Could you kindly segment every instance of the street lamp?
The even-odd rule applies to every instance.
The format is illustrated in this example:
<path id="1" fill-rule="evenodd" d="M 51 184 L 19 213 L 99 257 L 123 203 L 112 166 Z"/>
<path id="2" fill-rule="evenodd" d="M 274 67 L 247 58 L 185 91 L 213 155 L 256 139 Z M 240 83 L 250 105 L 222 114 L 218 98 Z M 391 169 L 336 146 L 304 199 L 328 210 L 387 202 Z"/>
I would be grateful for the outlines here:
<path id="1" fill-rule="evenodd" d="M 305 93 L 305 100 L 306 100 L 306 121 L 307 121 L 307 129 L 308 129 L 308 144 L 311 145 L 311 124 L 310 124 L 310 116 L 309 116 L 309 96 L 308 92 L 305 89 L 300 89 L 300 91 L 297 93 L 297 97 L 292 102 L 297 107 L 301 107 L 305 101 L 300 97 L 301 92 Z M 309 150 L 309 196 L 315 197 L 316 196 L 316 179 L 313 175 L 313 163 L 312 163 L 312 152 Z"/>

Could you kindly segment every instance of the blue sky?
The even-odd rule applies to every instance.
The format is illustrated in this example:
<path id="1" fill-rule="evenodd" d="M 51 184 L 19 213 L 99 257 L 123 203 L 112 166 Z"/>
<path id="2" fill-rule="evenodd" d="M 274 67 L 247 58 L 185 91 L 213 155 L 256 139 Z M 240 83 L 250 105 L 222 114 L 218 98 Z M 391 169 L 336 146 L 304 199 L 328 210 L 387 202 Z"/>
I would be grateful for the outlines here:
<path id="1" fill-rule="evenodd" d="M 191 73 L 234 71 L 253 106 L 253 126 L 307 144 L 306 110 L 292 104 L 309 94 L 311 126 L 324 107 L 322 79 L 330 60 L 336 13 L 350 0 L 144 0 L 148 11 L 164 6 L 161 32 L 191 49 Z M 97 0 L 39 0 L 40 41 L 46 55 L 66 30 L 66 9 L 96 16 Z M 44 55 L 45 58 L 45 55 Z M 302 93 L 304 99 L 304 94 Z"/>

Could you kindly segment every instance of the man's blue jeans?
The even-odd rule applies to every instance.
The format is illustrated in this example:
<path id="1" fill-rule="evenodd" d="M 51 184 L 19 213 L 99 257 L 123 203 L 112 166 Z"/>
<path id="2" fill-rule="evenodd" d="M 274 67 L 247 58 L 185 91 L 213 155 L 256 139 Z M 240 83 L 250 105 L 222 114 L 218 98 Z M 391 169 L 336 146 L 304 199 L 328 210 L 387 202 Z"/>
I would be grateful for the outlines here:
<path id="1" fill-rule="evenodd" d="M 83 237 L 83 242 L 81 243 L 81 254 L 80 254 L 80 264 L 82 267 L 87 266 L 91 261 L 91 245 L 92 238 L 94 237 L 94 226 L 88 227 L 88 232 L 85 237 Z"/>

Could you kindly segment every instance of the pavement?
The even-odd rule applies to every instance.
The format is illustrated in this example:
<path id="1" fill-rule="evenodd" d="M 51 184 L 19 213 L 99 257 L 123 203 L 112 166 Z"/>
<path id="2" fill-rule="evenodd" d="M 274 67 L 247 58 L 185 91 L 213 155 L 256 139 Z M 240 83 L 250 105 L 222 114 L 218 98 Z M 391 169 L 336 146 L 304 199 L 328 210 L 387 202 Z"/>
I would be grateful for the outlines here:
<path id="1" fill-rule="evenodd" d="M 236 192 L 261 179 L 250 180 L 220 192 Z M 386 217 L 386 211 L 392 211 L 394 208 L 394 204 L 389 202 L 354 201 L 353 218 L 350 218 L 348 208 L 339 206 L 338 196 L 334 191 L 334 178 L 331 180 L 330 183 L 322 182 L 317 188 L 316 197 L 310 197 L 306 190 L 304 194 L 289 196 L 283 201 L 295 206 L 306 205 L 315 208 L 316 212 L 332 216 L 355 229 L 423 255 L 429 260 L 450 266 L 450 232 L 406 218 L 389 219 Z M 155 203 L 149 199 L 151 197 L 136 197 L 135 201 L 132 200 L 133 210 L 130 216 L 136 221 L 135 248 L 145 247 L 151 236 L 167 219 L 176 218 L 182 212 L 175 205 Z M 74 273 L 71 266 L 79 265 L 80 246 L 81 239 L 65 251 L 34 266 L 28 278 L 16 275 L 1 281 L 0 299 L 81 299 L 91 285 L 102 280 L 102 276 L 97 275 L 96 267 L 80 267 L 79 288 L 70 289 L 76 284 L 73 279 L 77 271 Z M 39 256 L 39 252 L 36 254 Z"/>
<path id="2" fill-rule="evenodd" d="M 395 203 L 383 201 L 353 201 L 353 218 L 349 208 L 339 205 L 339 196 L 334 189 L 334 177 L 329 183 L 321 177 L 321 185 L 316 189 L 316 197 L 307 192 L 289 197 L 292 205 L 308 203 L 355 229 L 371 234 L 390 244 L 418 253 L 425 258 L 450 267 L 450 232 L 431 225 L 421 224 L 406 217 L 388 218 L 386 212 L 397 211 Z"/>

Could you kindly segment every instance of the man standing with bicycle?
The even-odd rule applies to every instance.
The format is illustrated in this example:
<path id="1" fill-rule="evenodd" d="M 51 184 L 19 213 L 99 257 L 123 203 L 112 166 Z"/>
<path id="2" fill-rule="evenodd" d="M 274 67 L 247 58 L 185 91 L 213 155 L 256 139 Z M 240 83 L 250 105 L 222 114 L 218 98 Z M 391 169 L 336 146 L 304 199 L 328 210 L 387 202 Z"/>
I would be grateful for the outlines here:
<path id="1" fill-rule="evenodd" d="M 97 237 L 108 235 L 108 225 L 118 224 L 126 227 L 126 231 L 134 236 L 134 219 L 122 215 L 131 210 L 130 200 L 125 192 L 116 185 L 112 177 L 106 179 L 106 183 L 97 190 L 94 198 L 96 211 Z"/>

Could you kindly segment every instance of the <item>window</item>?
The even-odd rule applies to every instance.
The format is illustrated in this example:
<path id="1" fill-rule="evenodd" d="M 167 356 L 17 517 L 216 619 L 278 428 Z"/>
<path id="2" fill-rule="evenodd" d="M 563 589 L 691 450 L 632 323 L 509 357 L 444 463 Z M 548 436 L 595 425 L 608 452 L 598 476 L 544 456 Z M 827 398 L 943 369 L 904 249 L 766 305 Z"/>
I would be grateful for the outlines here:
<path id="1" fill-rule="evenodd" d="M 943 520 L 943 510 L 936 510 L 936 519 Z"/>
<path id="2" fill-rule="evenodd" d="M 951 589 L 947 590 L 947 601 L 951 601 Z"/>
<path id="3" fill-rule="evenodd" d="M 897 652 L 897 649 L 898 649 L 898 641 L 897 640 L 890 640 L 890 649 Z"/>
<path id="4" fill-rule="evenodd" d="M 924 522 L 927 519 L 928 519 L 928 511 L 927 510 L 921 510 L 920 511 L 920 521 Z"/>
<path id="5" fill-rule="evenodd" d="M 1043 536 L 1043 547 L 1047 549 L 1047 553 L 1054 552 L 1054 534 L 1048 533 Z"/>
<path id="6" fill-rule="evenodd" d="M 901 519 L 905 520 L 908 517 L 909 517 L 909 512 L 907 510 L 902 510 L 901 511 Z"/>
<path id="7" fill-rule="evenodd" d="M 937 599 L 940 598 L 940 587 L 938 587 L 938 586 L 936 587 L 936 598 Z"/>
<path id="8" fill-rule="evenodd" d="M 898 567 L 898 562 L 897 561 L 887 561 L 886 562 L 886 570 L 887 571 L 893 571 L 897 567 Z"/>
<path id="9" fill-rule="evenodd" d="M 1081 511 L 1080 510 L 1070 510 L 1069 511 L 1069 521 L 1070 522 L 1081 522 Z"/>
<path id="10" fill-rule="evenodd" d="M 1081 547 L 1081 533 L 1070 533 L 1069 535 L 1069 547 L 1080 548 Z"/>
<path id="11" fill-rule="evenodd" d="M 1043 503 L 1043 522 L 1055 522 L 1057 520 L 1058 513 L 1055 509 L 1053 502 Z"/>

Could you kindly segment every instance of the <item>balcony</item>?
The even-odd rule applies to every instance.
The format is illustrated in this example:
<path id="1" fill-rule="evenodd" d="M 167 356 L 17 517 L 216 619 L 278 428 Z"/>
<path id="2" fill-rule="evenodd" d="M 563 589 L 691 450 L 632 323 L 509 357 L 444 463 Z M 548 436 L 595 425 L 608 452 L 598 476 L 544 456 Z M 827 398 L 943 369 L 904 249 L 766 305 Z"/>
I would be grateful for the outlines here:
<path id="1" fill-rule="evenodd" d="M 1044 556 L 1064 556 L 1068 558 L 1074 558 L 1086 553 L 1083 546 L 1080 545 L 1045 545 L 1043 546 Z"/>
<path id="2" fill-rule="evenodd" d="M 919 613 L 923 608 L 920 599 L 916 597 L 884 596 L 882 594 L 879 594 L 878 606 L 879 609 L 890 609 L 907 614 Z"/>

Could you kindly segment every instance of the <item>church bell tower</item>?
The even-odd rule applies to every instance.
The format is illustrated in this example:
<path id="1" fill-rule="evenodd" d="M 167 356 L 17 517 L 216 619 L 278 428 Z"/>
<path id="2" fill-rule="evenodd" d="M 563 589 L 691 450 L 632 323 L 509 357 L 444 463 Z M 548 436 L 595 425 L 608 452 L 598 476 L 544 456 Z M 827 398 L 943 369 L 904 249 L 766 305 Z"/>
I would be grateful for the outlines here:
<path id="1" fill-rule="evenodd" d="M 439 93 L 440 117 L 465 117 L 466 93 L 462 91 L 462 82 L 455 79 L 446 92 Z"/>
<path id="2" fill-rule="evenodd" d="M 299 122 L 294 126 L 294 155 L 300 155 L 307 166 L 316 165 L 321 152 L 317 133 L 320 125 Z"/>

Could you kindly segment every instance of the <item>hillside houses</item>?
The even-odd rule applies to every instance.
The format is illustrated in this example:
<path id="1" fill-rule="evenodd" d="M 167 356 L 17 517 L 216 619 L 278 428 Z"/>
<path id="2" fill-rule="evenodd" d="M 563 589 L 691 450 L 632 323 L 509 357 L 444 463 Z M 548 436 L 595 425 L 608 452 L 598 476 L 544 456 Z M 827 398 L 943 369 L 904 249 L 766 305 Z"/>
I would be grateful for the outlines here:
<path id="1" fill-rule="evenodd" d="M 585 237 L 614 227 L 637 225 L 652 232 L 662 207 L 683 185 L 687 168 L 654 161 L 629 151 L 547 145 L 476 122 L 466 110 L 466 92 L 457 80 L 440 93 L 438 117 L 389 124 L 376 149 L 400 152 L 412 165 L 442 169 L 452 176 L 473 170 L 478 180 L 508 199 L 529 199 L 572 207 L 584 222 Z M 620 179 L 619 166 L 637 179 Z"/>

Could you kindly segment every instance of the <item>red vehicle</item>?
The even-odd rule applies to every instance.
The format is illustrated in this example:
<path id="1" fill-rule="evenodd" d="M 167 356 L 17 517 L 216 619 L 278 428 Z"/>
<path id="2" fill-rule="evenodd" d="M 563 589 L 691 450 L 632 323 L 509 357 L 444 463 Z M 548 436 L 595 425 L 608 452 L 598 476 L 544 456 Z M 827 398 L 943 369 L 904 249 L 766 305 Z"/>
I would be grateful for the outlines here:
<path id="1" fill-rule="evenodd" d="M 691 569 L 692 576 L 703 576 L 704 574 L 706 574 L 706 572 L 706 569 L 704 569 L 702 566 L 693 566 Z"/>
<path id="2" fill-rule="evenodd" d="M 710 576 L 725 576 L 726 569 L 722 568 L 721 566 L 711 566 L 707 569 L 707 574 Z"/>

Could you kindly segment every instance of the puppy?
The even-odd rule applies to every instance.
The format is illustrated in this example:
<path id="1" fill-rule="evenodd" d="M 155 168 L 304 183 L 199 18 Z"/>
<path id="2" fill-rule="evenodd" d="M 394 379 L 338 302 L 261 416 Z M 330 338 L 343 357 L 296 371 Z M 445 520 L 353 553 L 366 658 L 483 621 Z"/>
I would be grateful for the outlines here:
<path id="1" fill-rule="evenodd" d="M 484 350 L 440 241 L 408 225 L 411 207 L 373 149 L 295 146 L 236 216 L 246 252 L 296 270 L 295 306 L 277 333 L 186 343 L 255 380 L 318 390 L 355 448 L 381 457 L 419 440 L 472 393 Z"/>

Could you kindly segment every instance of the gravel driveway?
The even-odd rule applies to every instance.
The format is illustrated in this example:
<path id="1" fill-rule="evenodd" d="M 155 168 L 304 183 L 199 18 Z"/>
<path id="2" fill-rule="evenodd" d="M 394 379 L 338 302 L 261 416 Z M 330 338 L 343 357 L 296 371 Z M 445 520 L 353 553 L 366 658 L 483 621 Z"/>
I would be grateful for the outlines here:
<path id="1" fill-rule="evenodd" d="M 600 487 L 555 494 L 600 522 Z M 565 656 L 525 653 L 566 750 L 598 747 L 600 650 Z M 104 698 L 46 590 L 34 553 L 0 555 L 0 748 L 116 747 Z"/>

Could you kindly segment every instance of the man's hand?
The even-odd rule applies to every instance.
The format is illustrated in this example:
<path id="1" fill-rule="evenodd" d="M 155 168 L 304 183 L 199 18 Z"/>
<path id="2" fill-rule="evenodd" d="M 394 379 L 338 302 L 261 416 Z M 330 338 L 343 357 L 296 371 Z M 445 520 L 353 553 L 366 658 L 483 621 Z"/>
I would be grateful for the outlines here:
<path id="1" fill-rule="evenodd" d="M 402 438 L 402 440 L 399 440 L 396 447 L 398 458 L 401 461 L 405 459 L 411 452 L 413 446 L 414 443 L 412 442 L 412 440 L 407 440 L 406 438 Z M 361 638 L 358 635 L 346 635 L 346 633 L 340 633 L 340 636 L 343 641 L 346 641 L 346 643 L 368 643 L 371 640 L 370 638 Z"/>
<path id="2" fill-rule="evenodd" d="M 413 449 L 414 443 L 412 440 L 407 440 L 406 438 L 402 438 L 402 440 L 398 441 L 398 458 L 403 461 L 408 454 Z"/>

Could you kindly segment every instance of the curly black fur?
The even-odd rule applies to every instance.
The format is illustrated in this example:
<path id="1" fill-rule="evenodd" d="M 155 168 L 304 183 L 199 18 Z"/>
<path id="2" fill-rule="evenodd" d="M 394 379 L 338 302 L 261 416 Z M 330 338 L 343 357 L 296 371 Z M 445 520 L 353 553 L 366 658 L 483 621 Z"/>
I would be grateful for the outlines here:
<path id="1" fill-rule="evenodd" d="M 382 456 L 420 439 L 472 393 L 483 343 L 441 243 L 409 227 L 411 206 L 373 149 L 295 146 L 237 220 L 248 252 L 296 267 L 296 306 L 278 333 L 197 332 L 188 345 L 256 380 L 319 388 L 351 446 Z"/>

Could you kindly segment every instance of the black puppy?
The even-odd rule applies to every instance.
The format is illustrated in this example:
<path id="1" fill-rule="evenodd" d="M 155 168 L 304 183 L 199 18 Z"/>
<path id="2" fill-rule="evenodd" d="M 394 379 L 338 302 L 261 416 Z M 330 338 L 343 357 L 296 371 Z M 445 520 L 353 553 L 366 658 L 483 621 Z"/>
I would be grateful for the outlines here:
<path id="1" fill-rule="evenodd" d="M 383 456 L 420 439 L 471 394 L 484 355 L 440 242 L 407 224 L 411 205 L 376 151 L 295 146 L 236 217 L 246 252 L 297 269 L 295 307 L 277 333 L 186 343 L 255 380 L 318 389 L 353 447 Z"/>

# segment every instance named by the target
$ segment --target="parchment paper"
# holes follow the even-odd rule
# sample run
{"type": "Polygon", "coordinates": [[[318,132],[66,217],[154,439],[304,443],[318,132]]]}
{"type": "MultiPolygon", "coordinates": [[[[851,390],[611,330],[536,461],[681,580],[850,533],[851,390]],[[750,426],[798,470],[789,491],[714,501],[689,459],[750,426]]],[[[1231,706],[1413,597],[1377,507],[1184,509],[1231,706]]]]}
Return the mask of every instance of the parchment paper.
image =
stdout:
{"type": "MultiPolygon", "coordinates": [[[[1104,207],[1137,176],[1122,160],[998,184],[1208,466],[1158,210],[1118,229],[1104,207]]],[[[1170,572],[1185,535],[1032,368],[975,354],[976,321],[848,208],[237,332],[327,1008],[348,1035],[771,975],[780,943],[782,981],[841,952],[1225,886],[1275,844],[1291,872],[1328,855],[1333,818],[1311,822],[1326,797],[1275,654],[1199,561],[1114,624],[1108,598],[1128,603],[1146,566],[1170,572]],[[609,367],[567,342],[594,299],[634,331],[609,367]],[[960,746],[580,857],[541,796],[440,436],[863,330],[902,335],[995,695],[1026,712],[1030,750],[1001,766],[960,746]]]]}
....
• Your instructions: Within the listing above, filter for lines holding the string "puppy" and copy each one.

• Exercise answer:
Could you kindly segment every instance of the puppy?
Could you kindly segment every instance of the black puppy?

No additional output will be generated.